Set down, character for character, the part of the rows below that opens with the line containing "Place a point on every instance of the yellow background" and closes with the line containing "Target: finger", including both of those lines.
-- Start --
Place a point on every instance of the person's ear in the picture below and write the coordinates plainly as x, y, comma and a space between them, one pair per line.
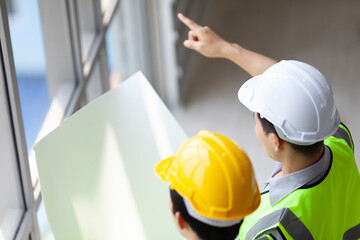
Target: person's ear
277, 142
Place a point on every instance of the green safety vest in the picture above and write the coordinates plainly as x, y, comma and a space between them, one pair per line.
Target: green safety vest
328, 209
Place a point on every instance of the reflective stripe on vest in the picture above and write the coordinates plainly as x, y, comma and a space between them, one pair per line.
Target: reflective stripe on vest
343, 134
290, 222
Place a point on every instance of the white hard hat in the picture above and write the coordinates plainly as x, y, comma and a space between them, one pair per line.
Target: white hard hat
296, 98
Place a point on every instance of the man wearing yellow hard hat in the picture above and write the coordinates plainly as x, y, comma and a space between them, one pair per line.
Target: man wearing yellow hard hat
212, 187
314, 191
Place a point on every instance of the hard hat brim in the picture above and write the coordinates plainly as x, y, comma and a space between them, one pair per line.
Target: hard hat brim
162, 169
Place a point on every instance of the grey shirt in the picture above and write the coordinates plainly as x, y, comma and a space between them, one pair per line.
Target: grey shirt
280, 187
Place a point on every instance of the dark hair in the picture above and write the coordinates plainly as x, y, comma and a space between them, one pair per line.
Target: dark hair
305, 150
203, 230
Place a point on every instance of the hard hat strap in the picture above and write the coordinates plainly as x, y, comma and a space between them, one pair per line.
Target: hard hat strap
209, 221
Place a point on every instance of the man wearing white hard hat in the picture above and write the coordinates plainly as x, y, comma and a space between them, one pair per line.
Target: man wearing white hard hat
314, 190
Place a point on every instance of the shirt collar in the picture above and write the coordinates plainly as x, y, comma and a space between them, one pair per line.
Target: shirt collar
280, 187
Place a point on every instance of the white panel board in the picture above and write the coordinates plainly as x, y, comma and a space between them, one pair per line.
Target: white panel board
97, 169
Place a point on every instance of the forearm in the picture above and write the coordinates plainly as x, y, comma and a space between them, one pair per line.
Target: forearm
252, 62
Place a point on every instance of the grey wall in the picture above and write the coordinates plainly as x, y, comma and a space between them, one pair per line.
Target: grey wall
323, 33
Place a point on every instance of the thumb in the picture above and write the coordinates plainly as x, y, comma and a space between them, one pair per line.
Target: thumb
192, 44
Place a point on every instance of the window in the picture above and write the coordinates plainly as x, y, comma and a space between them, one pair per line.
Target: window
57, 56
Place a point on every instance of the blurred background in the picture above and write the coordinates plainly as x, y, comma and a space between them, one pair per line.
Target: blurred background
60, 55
-- End --
-- Start --
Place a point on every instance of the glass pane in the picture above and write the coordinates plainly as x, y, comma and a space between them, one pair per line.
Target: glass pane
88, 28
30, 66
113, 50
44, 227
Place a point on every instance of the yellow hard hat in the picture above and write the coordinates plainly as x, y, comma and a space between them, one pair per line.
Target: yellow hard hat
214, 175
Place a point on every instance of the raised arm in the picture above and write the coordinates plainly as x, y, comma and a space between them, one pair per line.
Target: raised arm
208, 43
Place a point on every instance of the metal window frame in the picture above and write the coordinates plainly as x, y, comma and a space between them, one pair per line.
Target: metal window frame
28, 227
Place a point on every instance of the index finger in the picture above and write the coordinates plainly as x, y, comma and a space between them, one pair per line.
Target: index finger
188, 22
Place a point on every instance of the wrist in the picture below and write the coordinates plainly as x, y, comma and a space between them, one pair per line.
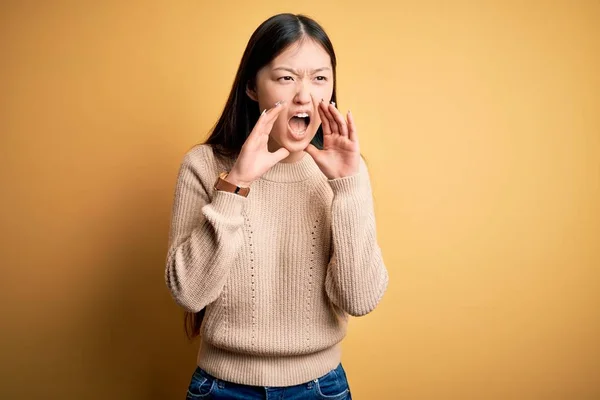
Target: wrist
-- End --
-- Start --
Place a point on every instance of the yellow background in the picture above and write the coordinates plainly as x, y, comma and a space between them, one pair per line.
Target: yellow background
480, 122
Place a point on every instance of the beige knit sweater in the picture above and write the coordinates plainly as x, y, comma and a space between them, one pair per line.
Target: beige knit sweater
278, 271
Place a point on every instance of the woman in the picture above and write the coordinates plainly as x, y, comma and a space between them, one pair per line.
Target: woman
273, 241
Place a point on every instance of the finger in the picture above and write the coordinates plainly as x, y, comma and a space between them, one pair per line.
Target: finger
-- End --
## EXERCISE OUTPUT
Place a point on every instance of the yellow background in the picture above and write the coordinates plainly as x, y, comma and a space between them, one pair per line.
Target: yellow background
480, 122
Place a point on every instance of the beige knit sweater in the picture above and write the coordinates plainly as x, y, comma and a space between them, one pair per line.
Target: beige knit sweater
278, 271
Place a point on every instance of the woman in the picture above and write the coordinates plainly as x, y, comma and a space between them, one pair per line.
Target: woman
273, 241
Place a point on every instance of the finger in the picture above and write the coordinates plainly as x, y, comma and a space between them, one pair per line.
Target: finger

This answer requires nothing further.